## Task details
Reply with the data below, repeated exactly in full.

........

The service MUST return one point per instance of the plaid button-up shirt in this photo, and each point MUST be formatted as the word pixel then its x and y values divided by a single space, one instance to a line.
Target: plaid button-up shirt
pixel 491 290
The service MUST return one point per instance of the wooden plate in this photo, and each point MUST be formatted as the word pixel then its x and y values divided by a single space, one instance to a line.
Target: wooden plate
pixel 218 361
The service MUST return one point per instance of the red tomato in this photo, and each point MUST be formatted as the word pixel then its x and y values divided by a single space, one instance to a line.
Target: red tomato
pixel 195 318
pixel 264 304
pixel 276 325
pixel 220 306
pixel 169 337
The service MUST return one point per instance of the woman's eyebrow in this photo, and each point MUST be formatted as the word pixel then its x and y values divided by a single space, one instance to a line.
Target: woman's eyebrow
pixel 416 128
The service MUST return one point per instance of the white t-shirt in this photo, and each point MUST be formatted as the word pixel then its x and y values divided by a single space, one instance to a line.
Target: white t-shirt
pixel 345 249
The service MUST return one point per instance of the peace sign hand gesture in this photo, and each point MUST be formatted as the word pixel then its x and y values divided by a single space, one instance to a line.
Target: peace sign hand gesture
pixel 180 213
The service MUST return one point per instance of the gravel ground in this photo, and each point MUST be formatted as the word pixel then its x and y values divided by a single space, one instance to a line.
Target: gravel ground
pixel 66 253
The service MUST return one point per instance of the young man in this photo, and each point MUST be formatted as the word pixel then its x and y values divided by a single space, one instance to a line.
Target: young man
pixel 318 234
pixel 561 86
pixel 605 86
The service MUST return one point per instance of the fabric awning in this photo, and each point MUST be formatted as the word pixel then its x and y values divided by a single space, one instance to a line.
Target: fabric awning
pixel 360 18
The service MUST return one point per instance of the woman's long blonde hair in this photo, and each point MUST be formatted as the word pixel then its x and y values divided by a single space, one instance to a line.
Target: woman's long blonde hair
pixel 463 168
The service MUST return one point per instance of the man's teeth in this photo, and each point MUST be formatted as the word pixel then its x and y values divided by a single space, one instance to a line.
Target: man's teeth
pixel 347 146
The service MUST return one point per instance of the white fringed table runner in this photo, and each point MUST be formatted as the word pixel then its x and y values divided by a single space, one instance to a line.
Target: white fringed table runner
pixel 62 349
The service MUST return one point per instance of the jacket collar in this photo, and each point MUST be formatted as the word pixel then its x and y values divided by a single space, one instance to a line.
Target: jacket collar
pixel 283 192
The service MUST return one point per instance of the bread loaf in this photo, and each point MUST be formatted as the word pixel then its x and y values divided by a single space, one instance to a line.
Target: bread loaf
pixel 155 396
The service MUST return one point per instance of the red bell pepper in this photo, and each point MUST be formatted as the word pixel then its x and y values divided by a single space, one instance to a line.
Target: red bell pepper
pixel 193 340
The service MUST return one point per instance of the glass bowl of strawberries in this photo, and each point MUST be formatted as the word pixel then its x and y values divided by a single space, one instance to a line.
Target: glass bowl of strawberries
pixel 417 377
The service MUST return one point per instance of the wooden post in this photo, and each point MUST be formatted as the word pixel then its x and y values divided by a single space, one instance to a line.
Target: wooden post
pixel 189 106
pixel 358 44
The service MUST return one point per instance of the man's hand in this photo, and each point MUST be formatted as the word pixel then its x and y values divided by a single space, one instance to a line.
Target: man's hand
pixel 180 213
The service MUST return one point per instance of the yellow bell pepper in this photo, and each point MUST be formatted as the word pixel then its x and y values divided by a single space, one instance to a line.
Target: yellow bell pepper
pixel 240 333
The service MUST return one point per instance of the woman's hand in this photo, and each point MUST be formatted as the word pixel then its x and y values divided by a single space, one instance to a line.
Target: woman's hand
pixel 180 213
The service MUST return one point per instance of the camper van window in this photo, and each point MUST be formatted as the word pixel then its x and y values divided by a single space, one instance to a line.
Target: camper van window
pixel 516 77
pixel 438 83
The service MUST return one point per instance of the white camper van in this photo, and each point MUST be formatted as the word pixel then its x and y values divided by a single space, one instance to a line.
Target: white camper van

........

## Output
The service MUST return one point per instance of the plaid button-up shirt in this photo, and each point MUST be formatted as the word pixel then its x and y values divided by a single space, one instance to a line.
Target: plaid button-up shirt
pixel 491 290
The service MUST return one point per instance of the wooden plate in this photo, and each point MUST be formatted as the word pixel then its x and y values divided by a single space, one instance to a line.
Target: wooden plate
pixel 218 361
The service MUST return one point per instance of the red tomato in this photo, and each point MUST be formatted as the word pixel then its x and y values divided by a single space, one instance to a line.
Target: red tomato
pixel 195 318
pixel 264 304
pixel 276 325
pixel 220 306
pixel 169 337
The service MUST return one point per instance of the woman's eyebrow in this photo, and each point MUST be formatted as the word pixel then its x and y values divided by a single space, one instance to a line.
Target: woman's eyebrow
pixel 416 128
The service MUST return one point per instance of the white t-shirt in this photo, and each point MUST be formatted as the word pixel then its x and y values divided by a single space, one instance to a line.
Target: white t-shirt
pixel 345 249
The service MUST return one point per instance of the peace sign hand gesture in this photo, and each point MUST be formatted as the word pixel then its x and y values divided by a single space, one instance to a line.
Target: peace sign hand gesture
pixel 180 213
The service MUST return one point per instance of the gravel ground in this photo, and each point MUST be formatted as the word pixel then its x and y values divided by a single space, one instance to a line.
Target: gravel ground
pixel 66 253
The service MUST return one point per instance of the young man in this photo, and each point MUST be formatted as the word pixel then its x and y values divided by a single space, one instance to a line.
Target: young man
pixel 318 234
pixel 561 86
pixel 605 86
The service MUST return one point per instance of the fabric awning in this photo, and each point MUST be formatted as the word pixel then its x and y values divided by a single space, one instance to a line.
Target: fabric awning
pixel 360 18
The service MUST return one point per instance of the woman's long blonde hair in this photo, and each point MUST be formatted as the word pixel then its x and y values divided by a single space, one instance to a line.
Target: woman's long blonde hair
pixel 463 168
The service MUST return one point per instance of the man's teeth in this photo, and each point MUST be formatted as the word pixel then its x and y values divided by a single space, one instance to a line.
Target: man's teeth
pixel 347 146
The service MUST return one point per instance of the white fringed table runner in this photo, and each point MUST be formatted as the word pixel then its x and y values divided by a single space, one instance to a line.
Target: white fringed table runner
pixel 62 349
The service MUST return one point per instance of the jacket collar in this photo, and each point MUST be formatted as the word pixel then its x and y values divided by a single space, one instance to a line.
Target: jacket collar
pixel 283 192
The service MUST return one point per instance of the bread loaf in this photo, and each point MUST be formatted as the word pixel then its x and y values divided by a single space, one instance to a line.
Target: bread loaf
pixel 155 396
The service MUST return one point per instance of the red bell pepper in this photo, and each point MUST be formatted as the word pixel then its x and y values divided by a single space, one instance to a line.
Target: red bell pepper
pixel 193 340
The service MUST return one point per instance of the glass bowl of strawberries in this photo, and each point MUST be formatted as the word pixel then its x and y values divided by a single space, one instance to a line.
Target: glass bowl of strawberries
pixel 417 377
The service MUST return one point per instance of the wooden post in this photo, and each point MUST be formatted as the word pixel then its x and y values divided by a single space, one instance to a line.
Target: wooden post
pixel 189 106
pixel 358 44
The service MUST return one point per instance of the man's hand in this photo, and each point MUST be formatted as the word pixel then its x and y values divided by a single space, one instance to a line.
Target: man's hand
pixel 180 213
The service MUST return one point per instance of the yellow bell pepper in this photo, and each point MUST be formatted as the word pixel then its x and y values divided by a single space, one instance to a line.
Target: yellow bell pepper
pixel 240 333
The service MUST return one point per instance of the woman's hand in this photo, and each point MUST be formatted as the word pixel then its x and y values divided by a single space, one instance to a line.
Target: woman's hand
pixel 180 213
The service MUST return one point per instance of the camper van window in this photo, and each point MUST be formatted as the word pixel then its x and y values divided by a single space, one instance to a line.
Target: camper van window
pixel 516 77
pixel 438 83
The service MUST return one point per instance of the white camper van in this photo, and each point MUST be formatted as the word pixel then its x and y values divided by a single space, one instance to a line.
Target: white camper van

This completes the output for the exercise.